— Begin Text excerpt —
Building a Collective Identity: 'Drawing the Line' in Communities of Faith | Sojourners

Building a Collective Identity: 'Drawing the Line' in Communities of Faith

Drawing a line in the sand, Stephen Rees / Shutterstock.com
Drawing a line in the sand, Stephen Rees / Shutterstock.com

In my state of Minnesota, there are literally hundreds of faith-based green teams doing a variety of good works. We’ve collectively tackled solar panels and bike racks. We’ve individually been consuming less, doing energy audits of our homes, and taking action in our neighborhoods. It is important work. And yet when I talk to the lay leaders in these congregations, they report that enthusiasm has waned and that their groups have become stale. As one tired (and yet tireless) leader confided in me: “I don’t know what it is, Julia, but it’s like we are swimming in molasses.”

As the new executive director of Minnesota Interfaith Power & Light I am trying to pay attention. What is this feeling of stuck-ness? If it’s not working, what then is the special sauce that will help these tireless leaders to ignite their communities?

A few observations about humans: 

1.    We are pretty darned smart. When we look at the footage from the floods in Colorado, and hear about an Arctic free of summer ice, we understand that riding bikes and even installing solar panels is not going to be enough. And so we become overwhelmed. We also have a unique human trait: the ability to tune out the discomfort of that knowledge. Psychologists describe this as “cognitive dissonance.” If our actions and our knowledge don’t match up, we think about something else.

2.    We really like to feel like we are part of something bigger than ourselves. That’s why we join with others in faith communities that connect us not just to our neighbors today, but to generations of others who share our commitment to something larger. Some call it “justice,” and for thousands of years we’ve brought people together to sing, pray, and take action together.

3.    When given the chance, we are also attuned to great joy and great sadness. As Katherine Preston describes in her article “Mourning for the Earth,” loss is part of what makes us human. As climate disruption unravels living systems we are aware of great loss, even when we can’t articulate what that is.
— End Text excerpt —
**Given task A:**
Quote everything in the faith communities article from "1.    We are" down to "take action together.".
**Given task B:**
What comes next in the article on faith-based green teams? Write the continuation that follows its third observation about humans.
— Begin Information provided —
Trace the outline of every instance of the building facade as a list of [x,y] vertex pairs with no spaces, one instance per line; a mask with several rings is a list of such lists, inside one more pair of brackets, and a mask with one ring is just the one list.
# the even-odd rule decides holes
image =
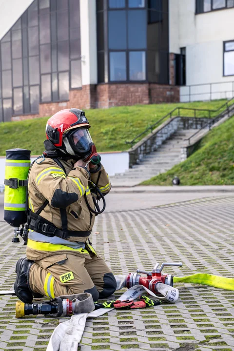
— End Information provided —
**Task output A:**
1.    We are pretty darned smart. When we look at the footage from the floods in Colorado, and hear about an Arctic free of summer ice, we understand that riding bikes and even installing solar panels is not going to be enough. And so we become overwhelmed. We also have a unique human trait: the ability to tune out the discomfort of that knowledge. Psychologists describe this as “cognitive dissonance.” If our actions and our knowledge don’t match up, we think about something else.

2.    We really like to feel like we are part of something bigger than ourselves. That’s why we join with others in faith communities that connect us not just to our neighbors today, but to generations of others who share our commitment to something larger. Some call it “justice,” and for thousands of years we’ve brought people together to sing, pray, and take action together.

**Task output B:**
And so I’ll offer up a humble suggestion to those who are stuck. What if we use the best of what our faith communities has to offer and lean into the climate crisis? Not just in one way, but in three. No “one size fits all,” but here is a 3-legged stool of a recipe for our movement:

1.    Be practical. 
People need a way to act on a level that they can relate to and control. It helps us feel like we are successful, and it gives us a chance to walk the road together. If you are working on greening your congregation, keep up the good work, but don’t do it in a vacuum. Connect the dots between the solar panels and the loss of life in Haiti. If you only develop the practical solutions leg of your stool, it quickly will fall down.

2.    Find some ways to make your work spiritual. 
Bring your community together to honor the pain of lost species, lost towns, lost hearts, while at the same time celebrating the amazing life we have all around us. Let’s find a way to celebrate the miracle of metamorphosis, and the fact that planting trees helps combat climate change — and also to pray for the death of the monarchs who are unable to make it across drought-ridden Texas on their way north. Let’s do what we have done for millennia and use the gathering of our faith communities to make sense of the tensions between joy and pain.

3.    And let’s do what we do best collectively – let’s build an identity around the practical work of seeking justice. 
Once I asked at a church forum: “What does your faith tradition have to offer in the midst of the climate crisis.” A 13-year-old named Jackson answered, “Well, Jesus would have spoken truth to power and I guess he turned over the money tables in the temple …”

What would that look like in your faith community?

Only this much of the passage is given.